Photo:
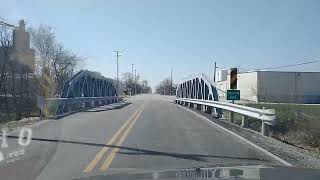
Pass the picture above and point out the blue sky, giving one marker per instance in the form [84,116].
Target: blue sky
[186,36]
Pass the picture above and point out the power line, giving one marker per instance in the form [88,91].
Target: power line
[117,55]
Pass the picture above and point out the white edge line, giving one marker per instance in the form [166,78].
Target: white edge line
[242,138]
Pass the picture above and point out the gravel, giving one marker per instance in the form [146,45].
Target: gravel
[294,155]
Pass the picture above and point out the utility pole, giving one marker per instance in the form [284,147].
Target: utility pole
[135,81]
[117,55]
[215,69]
[171,82]
[132,78]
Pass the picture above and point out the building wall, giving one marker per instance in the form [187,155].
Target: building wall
[247,84]
[275,86]
[289,87]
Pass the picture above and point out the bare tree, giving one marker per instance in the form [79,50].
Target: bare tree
[64,64]
[128,84]
[55,64]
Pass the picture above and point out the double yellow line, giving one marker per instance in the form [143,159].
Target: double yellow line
[120,135]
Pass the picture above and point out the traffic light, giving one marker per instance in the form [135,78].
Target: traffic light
[233,78]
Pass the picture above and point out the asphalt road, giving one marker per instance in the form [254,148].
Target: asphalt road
[151,133]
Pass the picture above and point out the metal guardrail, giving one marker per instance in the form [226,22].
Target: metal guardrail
[60,107]
[267,116]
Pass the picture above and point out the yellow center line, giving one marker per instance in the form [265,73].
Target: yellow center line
[113,153]
[98,157]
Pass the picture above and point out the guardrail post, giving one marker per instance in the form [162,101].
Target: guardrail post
[244,121]
[231,116]
[191,105]
[209,109]
[265,129]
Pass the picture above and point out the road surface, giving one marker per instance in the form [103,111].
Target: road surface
[151,133]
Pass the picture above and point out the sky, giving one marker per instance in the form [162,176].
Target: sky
[183,35]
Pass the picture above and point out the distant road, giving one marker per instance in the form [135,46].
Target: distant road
[151,133]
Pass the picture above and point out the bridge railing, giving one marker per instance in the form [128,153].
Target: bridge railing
[267,116]
[60,107]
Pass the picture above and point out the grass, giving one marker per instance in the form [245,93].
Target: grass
[297,124]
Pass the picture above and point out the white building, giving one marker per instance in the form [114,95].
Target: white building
[273,86]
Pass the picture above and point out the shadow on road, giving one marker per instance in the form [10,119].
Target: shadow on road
[137,151]
[108,107]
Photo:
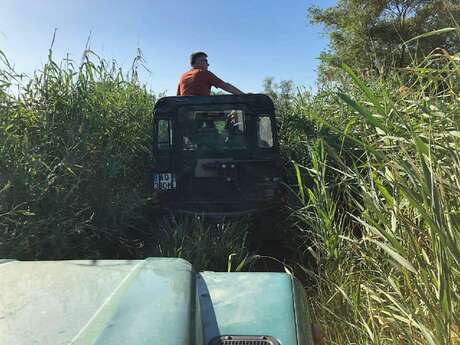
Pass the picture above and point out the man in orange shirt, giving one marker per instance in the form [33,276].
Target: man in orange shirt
[198,80]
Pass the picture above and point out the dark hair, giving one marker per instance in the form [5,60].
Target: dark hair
[195,56]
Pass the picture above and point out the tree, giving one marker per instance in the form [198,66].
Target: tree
[372,35]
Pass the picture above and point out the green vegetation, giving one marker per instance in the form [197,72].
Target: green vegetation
[373,162]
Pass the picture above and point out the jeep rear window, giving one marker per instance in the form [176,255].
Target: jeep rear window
[214,130]
[264,132]
[163,134]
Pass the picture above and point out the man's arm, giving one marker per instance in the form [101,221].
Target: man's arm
[217,82]
[232,89]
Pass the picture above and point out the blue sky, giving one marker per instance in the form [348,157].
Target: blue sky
[245,40]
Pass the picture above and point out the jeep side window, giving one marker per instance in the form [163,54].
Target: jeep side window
[264,132]
[164,134]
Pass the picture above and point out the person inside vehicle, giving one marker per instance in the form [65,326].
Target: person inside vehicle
[198,80]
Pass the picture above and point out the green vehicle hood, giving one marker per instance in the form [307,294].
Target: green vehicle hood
[153,301]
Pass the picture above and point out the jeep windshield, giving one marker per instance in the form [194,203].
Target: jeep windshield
[211,130]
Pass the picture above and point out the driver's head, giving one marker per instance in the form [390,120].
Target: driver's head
[199,60]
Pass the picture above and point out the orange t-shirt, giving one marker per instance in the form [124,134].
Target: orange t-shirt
[198,82]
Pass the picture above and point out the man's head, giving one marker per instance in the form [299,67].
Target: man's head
[199,60]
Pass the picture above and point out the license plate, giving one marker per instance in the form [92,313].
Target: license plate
[164,181]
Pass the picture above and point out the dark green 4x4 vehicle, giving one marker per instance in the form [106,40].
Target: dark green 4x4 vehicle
[216,155]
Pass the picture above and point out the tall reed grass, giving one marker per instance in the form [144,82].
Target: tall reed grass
[74,156]
[378,211]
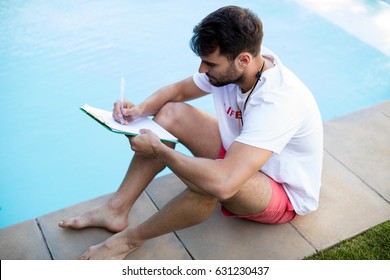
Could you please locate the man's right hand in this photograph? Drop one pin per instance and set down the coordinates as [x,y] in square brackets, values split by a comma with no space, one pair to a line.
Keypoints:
[129,112]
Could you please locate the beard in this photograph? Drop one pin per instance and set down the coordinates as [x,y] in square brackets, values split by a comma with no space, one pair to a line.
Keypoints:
[231,76]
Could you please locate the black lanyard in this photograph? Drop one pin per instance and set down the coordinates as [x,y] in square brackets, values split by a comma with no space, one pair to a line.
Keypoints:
[258,76]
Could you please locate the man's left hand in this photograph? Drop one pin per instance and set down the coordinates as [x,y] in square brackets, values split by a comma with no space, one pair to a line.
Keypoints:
[146,143]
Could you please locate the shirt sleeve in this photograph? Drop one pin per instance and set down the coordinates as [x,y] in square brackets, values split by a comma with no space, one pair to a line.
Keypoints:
[268,127]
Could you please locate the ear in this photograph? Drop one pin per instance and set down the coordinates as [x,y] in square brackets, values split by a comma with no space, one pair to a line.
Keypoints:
[243,59]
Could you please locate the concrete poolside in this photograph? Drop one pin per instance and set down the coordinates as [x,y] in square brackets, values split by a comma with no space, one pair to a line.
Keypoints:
[355,197]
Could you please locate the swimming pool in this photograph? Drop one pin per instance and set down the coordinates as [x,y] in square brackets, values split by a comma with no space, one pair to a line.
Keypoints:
[57,55]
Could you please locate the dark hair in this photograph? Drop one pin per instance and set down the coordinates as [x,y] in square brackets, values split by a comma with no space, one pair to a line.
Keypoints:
[231,29]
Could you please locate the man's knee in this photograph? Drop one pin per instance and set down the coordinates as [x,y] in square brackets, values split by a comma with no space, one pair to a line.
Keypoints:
[170,114]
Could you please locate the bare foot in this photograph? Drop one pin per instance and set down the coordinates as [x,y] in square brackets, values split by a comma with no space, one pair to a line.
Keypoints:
[117,247]
[103,216]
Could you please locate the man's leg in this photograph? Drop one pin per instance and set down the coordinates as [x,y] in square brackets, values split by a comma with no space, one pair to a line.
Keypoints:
[197,130]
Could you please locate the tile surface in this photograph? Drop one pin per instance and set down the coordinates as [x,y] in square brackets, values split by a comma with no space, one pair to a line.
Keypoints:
[231,238]
[68,244]
[23,241]
[361,141]
[347,207]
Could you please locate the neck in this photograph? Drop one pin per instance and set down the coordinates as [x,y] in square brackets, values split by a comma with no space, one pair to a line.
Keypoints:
[249,79]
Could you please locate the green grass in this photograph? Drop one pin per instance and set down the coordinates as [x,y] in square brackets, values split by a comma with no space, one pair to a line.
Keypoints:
[373,244]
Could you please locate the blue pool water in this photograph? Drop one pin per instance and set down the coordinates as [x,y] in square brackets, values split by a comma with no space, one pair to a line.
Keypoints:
[57,55]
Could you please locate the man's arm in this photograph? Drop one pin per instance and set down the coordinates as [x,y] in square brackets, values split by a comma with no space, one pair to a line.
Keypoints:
[219,178]
[178,92]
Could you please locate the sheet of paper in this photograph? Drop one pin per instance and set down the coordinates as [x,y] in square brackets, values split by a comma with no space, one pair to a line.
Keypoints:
[132,128]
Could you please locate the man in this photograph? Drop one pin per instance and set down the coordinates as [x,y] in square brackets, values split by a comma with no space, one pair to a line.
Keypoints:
[261,158]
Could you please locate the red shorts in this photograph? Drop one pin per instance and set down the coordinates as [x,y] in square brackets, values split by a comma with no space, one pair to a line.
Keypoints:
[279,210]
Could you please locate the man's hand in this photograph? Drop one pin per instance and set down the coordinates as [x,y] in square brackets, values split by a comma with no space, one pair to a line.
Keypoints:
[146,143]
[129,112]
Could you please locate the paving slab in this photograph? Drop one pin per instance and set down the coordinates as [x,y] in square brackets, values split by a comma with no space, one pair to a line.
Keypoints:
[23,241]
[354,197]
[347,207]
[361,141]
[221,238]
[69,244]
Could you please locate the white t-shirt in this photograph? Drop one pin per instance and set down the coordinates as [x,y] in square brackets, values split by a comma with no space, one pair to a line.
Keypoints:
[281,116]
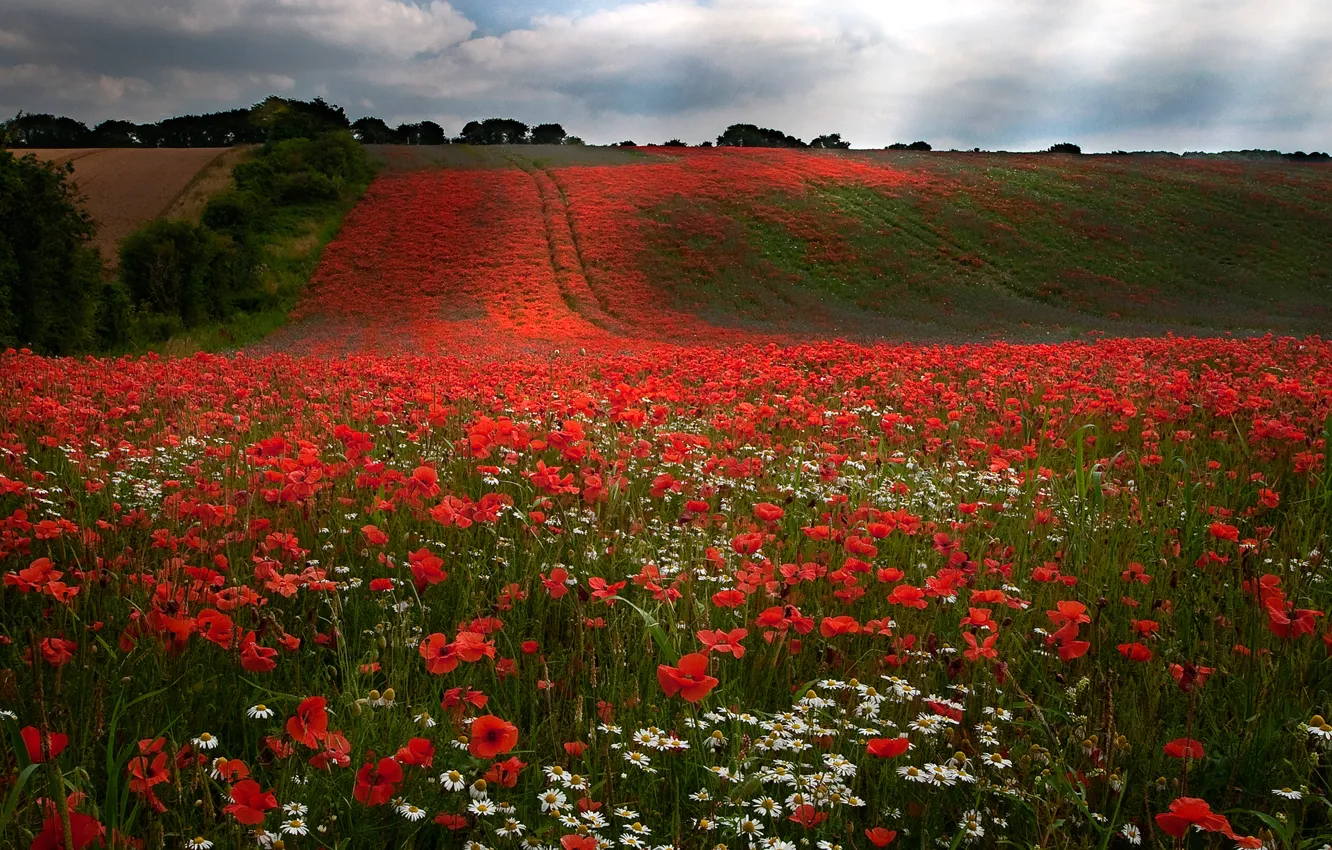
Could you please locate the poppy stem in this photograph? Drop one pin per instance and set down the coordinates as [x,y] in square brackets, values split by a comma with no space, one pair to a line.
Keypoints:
[57,780]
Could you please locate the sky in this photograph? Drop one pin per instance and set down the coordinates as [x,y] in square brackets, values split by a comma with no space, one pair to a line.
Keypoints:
[1016,75]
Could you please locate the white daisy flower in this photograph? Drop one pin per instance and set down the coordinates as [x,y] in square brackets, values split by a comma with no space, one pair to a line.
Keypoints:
[296,826]
[452,781]
[510,828]
[410,813]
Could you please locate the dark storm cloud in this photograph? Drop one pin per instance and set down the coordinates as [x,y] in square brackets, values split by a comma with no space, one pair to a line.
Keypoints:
[998,73]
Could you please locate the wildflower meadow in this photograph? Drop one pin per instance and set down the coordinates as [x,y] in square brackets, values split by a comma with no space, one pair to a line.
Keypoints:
[572,581]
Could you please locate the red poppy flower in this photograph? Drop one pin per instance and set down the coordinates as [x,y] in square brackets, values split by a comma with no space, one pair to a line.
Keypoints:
[57,652]
[492,736]
[887,748]
[438,654]
[1184,748]
[689,680]
[722,641]
[1187,812]
[309,725]
[418,753]
[83,832]
[452,821]
[249,802]
[376,784]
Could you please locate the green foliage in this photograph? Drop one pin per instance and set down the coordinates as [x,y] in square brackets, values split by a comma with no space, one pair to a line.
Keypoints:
[494,132]
[167,267]
[831,140]
[49,273]
[236,267]
[300,171]
[751,136]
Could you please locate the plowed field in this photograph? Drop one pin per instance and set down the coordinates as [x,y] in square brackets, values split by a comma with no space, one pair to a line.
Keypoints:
[127,187]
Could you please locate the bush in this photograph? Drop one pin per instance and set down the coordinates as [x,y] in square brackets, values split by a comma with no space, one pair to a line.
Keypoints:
[235,213]
[297,171]
[165,268]
[49,272]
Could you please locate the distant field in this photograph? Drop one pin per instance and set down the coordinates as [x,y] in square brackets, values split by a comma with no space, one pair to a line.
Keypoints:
[601,245]
[125,187]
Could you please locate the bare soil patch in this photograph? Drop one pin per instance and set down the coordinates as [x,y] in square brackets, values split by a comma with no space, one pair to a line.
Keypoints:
[125,187]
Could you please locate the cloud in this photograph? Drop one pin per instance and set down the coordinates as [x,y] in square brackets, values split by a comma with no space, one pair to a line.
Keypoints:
[997,73]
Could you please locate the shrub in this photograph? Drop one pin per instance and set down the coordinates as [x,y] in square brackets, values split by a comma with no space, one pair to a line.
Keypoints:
[233,213]
[49,272]
[165,268]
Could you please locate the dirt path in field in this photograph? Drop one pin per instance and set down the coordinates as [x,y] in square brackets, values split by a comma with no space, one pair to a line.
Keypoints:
[125,187]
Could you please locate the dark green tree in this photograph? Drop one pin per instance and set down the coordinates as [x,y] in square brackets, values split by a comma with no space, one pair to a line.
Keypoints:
[494,132]
[831,140]
[49,272]
[422,133]
[45,131]
[751,136]
[370,131]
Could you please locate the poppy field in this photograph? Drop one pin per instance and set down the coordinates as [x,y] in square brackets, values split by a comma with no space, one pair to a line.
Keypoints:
[500,544]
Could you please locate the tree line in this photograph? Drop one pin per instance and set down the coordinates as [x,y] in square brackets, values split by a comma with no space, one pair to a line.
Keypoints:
[56,297]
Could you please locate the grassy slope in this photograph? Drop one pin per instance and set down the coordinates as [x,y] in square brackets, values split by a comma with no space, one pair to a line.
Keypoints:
[1015,245]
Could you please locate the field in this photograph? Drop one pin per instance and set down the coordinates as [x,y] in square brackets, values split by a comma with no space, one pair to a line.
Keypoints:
[558,244]
[125,187]
[557,518]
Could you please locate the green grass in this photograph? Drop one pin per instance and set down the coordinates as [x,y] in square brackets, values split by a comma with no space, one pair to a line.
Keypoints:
[1014,245]
[292,244]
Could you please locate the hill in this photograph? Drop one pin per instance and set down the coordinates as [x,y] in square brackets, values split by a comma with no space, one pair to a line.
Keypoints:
[125,187]
[510,244]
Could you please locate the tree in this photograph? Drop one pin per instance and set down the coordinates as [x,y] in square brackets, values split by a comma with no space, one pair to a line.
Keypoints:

▬▬▬▬▬▬

DESCRIPTION OF THE TASK> Search the data above for the word "poppy". Copy each line it is in.

WORKED SOLUTION>
Could you please locate the poppy stem in this photograph? Drop one pin per instance and set down the coordinates as [x,y] in square brackets, values split by a comma with no space, one pair to a line.
Could you please locate the red poppy flower in this photograph? Drop one pin per instance and set down the coordinates as [x,y] in square brackets, values split by a comma with no space, one pair to a line.
Could you please locate the poppy field in this photograph? Drop one pin per instance and set down the coordinates as [x,y] in square brackets, values split by a comma with no space, one pair to a line.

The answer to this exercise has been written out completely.